Listed records:
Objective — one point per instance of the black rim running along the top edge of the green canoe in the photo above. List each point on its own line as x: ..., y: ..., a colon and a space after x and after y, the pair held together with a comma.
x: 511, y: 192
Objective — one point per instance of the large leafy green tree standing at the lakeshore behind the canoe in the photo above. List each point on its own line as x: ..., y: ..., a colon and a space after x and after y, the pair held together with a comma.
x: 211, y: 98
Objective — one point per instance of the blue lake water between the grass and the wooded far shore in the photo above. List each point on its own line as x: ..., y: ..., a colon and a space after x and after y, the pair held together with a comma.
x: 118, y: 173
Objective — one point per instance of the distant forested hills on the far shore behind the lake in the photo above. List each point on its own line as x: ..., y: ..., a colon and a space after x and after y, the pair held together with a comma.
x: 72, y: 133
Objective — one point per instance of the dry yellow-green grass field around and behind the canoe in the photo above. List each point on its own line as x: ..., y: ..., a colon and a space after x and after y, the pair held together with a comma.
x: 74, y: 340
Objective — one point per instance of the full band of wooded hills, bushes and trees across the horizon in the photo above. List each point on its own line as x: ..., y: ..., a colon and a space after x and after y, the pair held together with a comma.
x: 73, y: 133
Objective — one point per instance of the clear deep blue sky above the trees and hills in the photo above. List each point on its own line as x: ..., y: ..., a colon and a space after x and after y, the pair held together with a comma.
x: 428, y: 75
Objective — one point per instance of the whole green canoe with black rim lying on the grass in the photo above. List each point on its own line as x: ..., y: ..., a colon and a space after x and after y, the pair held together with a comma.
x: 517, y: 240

Exercise objective: In your answer, reproduce every entry exactly as it was written.

Solution:
Objective — one point per instance of the black rim running along the top edge of the green canoe in the photo above. List each point on its own line as x: ..., y: ..., a colon and a space after x and after y, the pair held together with a comma.
x: 511, y: 192
Objective — one point per instance of the large leafy green tree standing at the lakeshore behind the canoe in the photo above. List each point on its own line as x: ..., y: ..., a colon and a space after x and after y, the pair held together with a comma.
x: 211, y: 98
Objective — one point per instance of the blue lake water between the grass and the wooded far shore in the photo above. List each point on its own line as x: ..., y: ..., a colon and a space after x and after y, the pair held together with a comma.
x: 118, y: 173
Objective — one point per instance of the distant forested hills on the far shore behind the lake in the photo above. List each point on its own line as x: ..., y: ..., a colon and a space after x and after y, the pair held together with a comma.
x: 72, y: 133
Objective — one point per instance of the dry yellow-green grass field around and behind the canoe in the photo above. List each point on its own line as x: ..., y: ..., a colon and a space after x and after y, the pair held together with a comma.
x: 74, y: 340
Objective — one point per instance of the full band of wooded hills, bushes and trees across the horizon in the photo above. List each point on its own line as x: ..., y: ..., a colon and a space after x and after y, the pair held together with a comma.
x: 73, y: 133
Objective — one point per instance of the clear deep blue sky above the trees and hills in the photo above. List each point on its own line as x: ..., y: ..., a colon and a space after x and after y, the pair held together with a comma.
x: 428, y: 75
Objective — one point per instance of the whole green canoe with black rim lying on the grass in the photo above. List each point on its own line as x: ..., y: ..., a colon and a space after x and after y, the pair held together with a comma.
x: 517, y: 240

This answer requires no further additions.